(Data entries)

****************

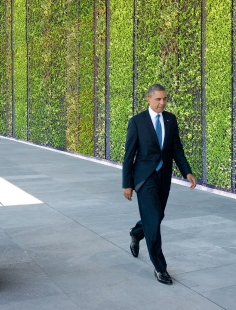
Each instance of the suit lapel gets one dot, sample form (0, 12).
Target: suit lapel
(167, 127)
(151, 128)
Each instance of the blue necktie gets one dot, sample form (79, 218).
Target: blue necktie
(159, 136)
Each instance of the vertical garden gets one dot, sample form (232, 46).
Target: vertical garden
(74, 71)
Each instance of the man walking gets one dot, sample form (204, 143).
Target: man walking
(152, 143)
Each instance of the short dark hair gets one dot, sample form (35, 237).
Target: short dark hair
(155, 87)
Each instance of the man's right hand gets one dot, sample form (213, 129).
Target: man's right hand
(128, 192)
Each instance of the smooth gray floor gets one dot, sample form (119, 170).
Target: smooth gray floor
(72, 251)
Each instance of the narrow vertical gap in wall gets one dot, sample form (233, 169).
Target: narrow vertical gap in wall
(107, 82)
(135, 64)
(203, 82)
(13, 69)
(7, 79)
(95, 80)
(233, 165)
(27, 73)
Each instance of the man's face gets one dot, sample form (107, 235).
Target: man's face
(157, 101)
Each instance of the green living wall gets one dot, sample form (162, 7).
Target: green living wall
(73, 73)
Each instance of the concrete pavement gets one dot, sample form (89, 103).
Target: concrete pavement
(72, 250)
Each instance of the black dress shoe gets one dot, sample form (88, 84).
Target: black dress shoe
(163, 277)
(134, 246)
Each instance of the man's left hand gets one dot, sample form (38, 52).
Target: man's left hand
(192, 181)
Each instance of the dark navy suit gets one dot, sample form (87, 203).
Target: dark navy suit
(142, 155)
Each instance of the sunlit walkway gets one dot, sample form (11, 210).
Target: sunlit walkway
(64, 239)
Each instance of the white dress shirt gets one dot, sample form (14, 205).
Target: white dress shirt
(153, 118)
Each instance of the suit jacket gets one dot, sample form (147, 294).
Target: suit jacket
(143, 153)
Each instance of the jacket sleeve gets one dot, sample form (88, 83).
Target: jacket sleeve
(178, 153)
(130, 152)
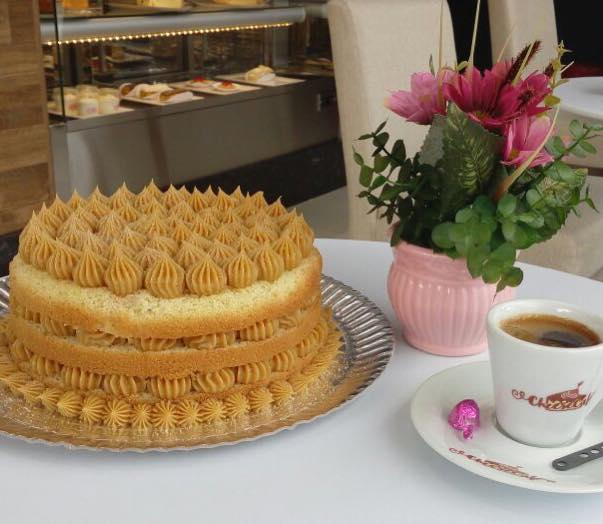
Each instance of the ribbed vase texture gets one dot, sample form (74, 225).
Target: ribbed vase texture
(441, 307)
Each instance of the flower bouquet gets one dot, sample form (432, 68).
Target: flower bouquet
(489, 180)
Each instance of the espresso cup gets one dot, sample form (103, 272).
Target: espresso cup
(542, 394)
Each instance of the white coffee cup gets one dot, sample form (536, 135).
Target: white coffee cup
(543, 394)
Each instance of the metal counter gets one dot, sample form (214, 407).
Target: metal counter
(186, 141)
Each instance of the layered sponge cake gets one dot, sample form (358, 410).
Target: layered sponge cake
(165, 309)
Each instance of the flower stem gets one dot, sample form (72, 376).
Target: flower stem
(474, 37)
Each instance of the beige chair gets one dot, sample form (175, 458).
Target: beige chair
(576, 248)
(377, 45)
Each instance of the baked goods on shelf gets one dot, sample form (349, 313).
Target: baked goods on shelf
(86, 100)
(158, 92)
(260, 74)
(240, 2)
(171, 4)
(165, 309)
(226, 86)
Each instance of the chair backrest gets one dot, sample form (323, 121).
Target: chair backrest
(529, 20)
(377, 45)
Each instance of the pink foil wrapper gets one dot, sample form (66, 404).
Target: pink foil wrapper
(464, 417)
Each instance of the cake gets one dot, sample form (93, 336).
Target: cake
(260, 74)
(165, 309)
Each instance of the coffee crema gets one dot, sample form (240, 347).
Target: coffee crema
(550, 330)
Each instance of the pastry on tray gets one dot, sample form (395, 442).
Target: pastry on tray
(165, 309)
(200, 81)
(158, 92)
(225, 86)
(260, 74)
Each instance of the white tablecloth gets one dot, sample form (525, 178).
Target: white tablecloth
(364, 463)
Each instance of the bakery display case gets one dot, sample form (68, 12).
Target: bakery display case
(179, 90)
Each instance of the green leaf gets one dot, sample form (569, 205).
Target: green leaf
(378, 181)
(507, 205)
(475, 260)
(358, 158)
(480, 233)
(380, 140)
(380, 127)
(390, 192)
(380, 163)
(566, 174)
(432, 149)
(492, 271)
(504, 254)
(458, 232)
(471, 154)
(511, 277)
(576, 128)
(464, 215)
(578, 151)
(509, 230)
(588, 147)
(532, 219)
(552, 100)
(366, 176)
(484, 206)
(441, 235)
(399, 150)
(397, 234)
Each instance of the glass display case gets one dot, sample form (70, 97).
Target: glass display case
(178, 90)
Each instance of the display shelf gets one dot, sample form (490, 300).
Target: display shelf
(110, 28)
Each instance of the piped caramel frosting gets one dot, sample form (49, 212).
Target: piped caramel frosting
(205, 277)
(245, 238)
(165, 278)
(147, 257)
(132, 239)
(90, 270)
(188, 255)
(42, 251)
(62, 261)
(270, 264)
(171, 197)
(123, 275)
(61, 210)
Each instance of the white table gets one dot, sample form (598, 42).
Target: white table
(583, 97)
(364, 463)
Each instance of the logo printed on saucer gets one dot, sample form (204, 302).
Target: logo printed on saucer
(564, 401)
(499, 466)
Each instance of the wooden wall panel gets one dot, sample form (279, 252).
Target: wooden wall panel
(25, 163)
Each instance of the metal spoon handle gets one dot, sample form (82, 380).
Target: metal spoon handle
(573, 460)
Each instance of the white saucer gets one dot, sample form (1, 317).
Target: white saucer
(491, 454)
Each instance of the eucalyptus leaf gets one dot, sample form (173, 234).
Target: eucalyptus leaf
(441, 235)
(380, 163)
(471, 154)
(366, 176)
(576, 128)
(432, 149)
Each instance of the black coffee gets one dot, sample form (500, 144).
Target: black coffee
(549, 330)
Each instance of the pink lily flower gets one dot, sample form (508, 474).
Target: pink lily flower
(523, 136)
(532, 91)
(423, 101)
(486, 98)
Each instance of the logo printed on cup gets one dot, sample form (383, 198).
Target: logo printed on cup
(565, 401)
(547, 369)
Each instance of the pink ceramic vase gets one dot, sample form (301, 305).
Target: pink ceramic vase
(441, 307)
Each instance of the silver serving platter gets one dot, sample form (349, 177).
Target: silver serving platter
(368, 346)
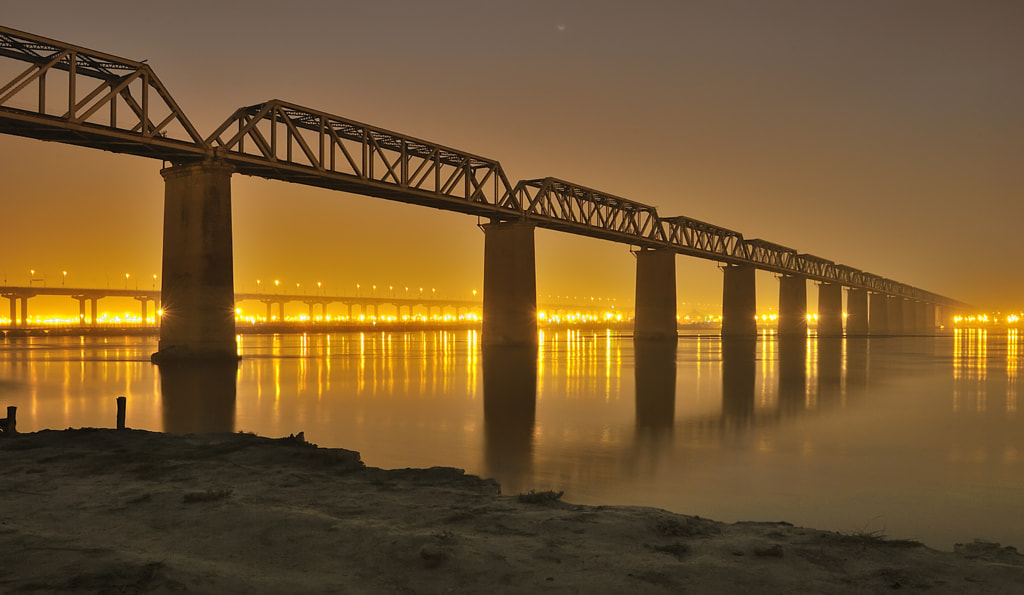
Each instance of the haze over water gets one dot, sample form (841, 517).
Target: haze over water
(916, 437)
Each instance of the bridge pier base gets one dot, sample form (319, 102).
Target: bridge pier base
(856, 312)
(792, 305)
(509, 285)
(879, 319)
(894, 304)
(654, 319)
(829, 309)
(738, 301)
(909, 316)
(198, 280)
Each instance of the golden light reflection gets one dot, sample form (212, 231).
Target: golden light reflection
(1013, 368)
(970, 369)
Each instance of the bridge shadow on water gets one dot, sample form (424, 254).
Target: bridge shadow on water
(509, 411)
(199, 397)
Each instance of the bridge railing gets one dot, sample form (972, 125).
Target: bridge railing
(281, 140)
(81, 96)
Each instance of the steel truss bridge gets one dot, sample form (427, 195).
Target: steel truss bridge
(65, 93)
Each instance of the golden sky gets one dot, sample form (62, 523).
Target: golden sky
(883, 135)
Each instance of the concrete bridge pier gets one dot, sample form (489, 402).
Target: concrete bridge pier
(738, 301)
(910, 316)
(654, 319)
(81, 308)
(856, 312)
(829, 309)
(792, 306)
(878, 321)
(896, 322)
(509, 284)
(198, 278)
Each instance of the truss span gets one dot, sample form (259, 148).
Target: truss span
(76, 95)
(66, 93)
(281, 140)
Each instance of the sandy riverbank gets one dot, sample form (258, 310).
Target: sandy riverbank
(97, 511)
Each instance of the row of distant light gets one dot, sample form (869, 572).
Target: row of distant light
(988, 320)
(107, 319)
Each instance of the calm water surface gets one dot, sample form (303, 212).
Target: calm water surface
(916, 437)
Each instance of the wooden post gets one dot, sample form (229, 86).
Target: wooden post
(10, 424)
(121, 413)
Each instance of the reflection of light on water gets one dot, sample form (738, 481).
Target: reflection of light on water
(811, 384)
(970, 369)
(769, 370)
(1013, 364)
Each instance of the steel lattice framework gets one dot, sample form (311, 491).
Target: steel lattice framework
(75, 95)
(281, 140)
(79, 96)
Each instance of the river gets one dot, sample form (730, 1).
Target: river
(913, 437)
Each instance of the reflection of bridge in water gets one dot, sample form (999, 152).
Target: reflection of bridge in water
(760, 384)
(118, 104)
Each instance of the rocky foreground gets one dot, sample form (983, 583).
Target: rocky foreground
(108, 511)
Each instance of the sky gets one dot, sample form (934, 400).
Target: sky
(885, 135)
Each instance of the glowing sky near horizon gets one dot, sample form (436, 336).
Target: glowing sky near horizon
(883, 135)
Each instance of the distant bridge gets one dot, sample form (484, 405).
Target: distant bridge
(18, 302)
(116, 104)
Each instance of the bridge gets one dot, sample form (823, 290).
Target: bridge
(18, 297)
(113, 103)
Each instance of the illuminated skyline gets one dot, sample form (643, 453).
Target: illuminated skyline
(880, 136)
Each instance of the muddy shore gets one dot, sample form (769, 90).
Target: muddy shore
(108, 511)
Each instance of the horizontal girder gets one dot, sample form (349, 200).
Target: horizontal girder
(79, 96)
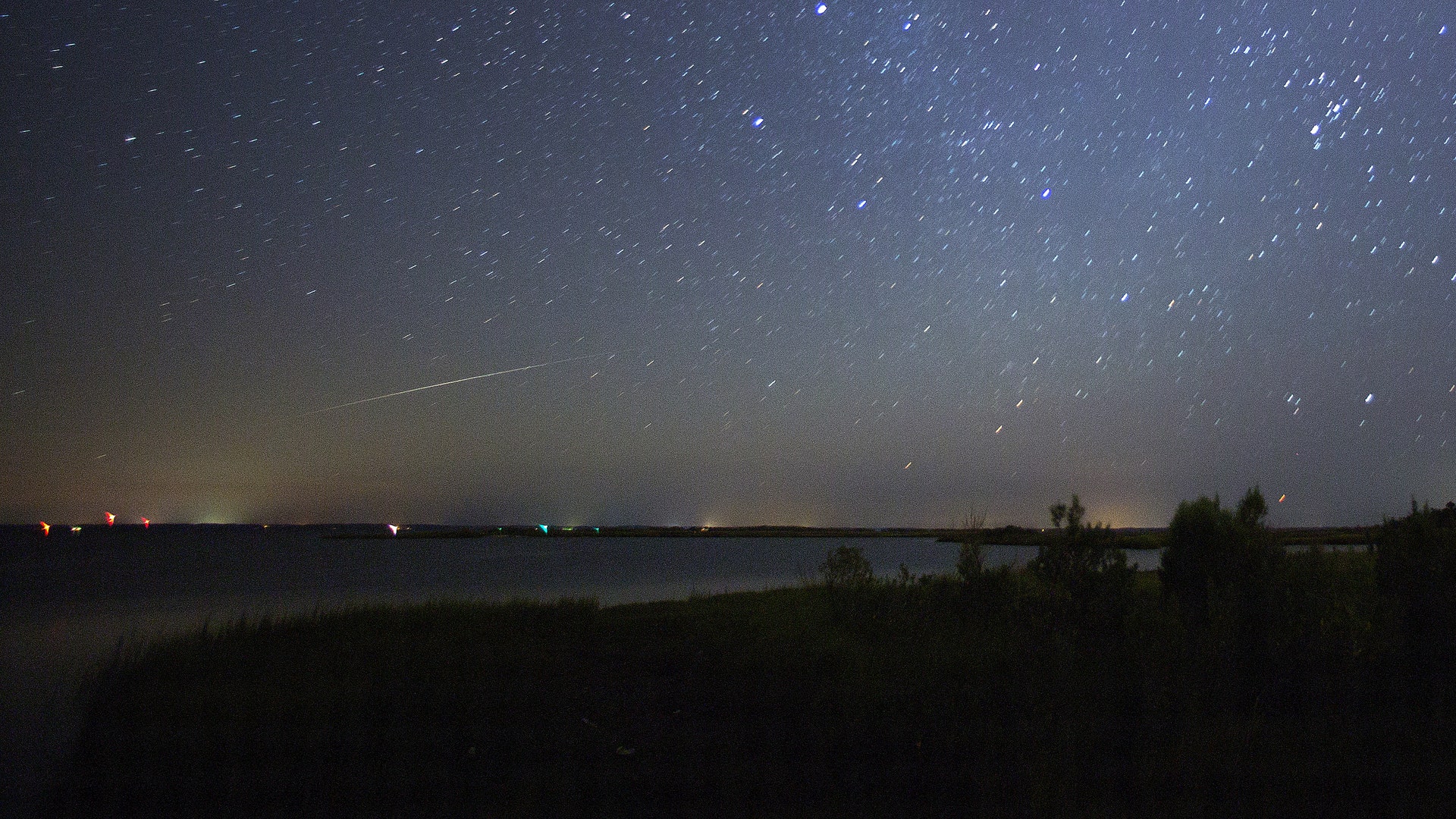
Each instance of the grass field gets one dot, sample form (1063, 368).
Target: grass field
(999, 694)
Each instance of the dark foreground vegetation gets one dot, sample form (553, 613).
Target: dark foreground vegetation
(1244, 681)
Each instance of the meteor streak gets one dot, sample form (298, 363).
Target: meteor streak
(462, 381)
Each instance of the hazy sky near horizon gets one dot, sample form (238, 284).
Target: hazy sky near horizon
(846, 262)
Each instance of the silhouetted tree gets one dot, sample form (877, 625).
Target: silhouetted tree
(1210, 547)
(1416, 566)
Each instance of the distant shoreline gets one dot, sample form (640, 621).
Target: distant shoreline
(1126, 538)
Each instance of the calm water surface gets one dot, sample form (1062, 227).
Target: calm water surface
(67, 601)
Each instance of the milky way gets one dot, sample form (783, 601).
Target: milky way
(1136, 251)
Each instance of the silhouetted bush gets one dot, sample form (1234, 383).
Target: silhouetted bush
(846, 567)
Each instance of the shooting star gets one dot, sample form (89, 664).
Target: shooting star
(462, 381)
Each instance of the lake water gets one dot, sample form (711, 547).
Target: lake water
(67, 601)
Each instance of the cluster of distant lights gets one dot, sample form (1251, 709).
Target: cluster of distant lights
(111, 521)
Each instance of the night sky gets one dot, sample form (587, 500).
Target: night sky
(837, 264)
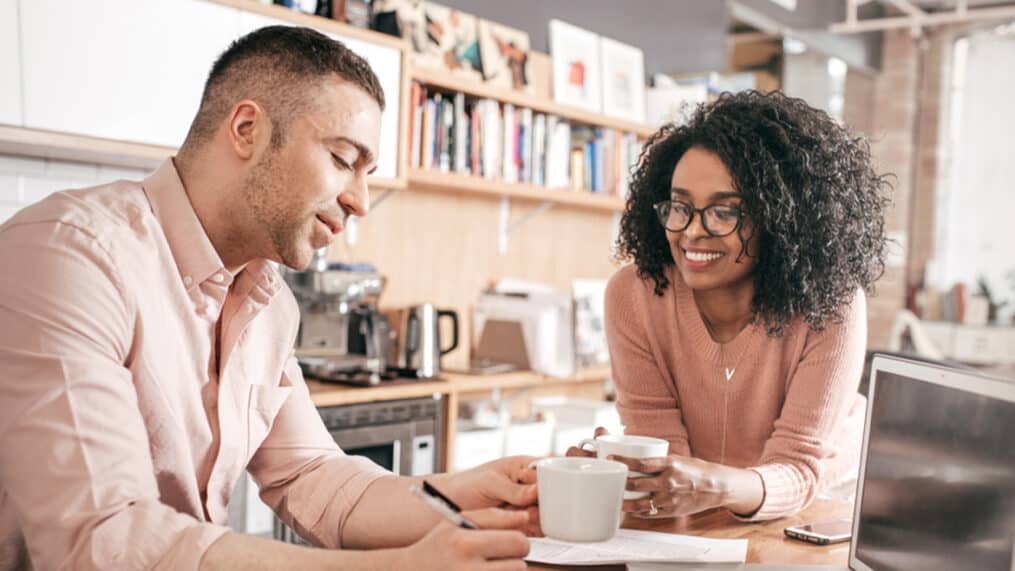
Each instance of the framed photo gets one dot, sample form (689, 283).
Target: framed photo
(576, 66)
(623, 79)
(452, 43)
(504, 52)
(442, 38)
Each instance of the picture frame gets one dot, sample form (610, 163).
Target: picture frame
(504, 54)
(452, 42)
(623, 79)
(577, 69)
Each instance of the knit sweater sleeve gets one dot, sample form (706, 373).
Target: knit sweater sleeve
(807, 433)
(648, 401)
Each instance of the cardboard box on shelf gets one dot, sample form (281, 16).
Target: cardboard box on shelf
(474, 446)
(579, 412)
(533, 438)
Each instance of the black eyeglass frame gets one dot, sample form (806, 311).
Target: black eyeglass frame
(668, 204)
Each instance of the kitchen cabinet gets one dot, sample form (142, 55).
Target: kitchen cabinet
(10, 65)
(129, 70)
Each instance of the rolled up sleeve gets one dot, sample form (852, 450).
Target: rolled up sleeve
(310, 483)
(816, 440)
(75, 462)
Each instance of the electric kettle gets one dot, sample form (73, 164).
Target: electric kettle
(419, 347)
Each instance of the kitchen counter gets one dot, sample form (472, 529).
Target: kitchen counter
(454, 387)
(332, 394)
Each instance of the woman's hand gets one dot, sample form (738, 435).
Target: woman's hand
(580, 451)
(681, 486)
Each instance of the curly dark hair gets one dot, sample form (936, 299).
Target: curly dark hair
(808, 186)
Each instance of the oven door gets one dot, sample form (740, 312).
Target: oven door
(389, 445)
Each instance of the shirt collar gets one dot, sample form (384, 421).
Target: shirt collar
(192, 250)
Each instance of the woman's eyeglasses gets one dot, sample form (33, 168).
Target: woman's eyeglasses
(718, 219)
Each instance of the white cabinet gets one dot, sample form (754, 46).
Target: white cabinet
(120, 69)
(10, 65)
(972, 344)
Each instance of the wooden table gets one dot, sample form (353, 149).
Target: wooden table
(766, 543)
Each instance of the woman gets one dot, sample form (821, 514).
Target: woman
(739, 332)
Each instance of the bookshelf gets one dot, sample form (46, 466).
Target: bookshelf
(447, 81)
(438, 182)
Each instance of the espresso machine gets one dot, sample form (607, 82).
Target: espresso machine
(343, 337)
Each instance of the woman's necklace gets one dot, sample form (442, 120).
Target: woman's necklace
(730, 371)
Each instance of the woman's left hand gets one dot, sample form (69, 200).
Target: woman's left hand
(678, 486)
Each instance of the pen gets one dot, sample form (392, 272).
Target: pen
(441, 504)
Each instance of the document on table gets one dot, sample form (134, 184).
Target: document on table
(630, 546)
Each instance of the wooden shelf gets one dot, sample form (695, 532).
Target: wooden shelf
(328, 395)
(79, 148)
(435, 181)
(447, 81)
(319, 22)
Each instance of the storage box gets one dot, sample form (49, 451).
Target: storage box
(474, 446)
(531, 438)
(579, 412)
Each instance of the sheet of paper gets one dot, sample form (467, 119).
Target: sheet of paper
(630, 546)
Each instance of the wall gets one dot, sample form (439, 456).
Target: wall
(890, 126)
(25, 181)
(808, 22)
(977, 207)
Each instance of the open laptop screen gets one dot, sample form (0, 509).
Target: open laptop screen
(939, 482)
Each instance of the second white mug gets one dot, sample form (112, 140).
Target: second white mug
(630, 446)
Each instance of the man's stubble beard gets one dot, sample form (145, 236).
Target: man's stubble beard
(280, 219)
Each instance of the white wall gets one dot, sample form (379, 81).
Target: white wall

****************

**Exercise details:** Retype the portion of the data above that starts on the line with "Each instance of the vertical" and finishes on the line with "Each instance of the narrow", including both of those lines.

**Output of the exercise:**
Each instance of the vertical garden gets one dot, sample form (232, 46).
Target: vertical garden
(74, 71)
Each instance of the man walking gets one dot, sample form (204, 143).
Target: man walking
(152, 143)
Each instance of the short dark hair gets one dot, sample form (35, 237).
Target: short dark hair
(155, 87)
Each instance of the man's right hand gets one dot, sample form (213, 129).
Target: man's right hand
(128, 192)
Each instance of the smooth gray floor gets one dot, sample form (119, 170).
Target: smooth gray floor
(72, 251)
Each instance of the narrow vertical gap in wall gets one dot, sample form (233, 169).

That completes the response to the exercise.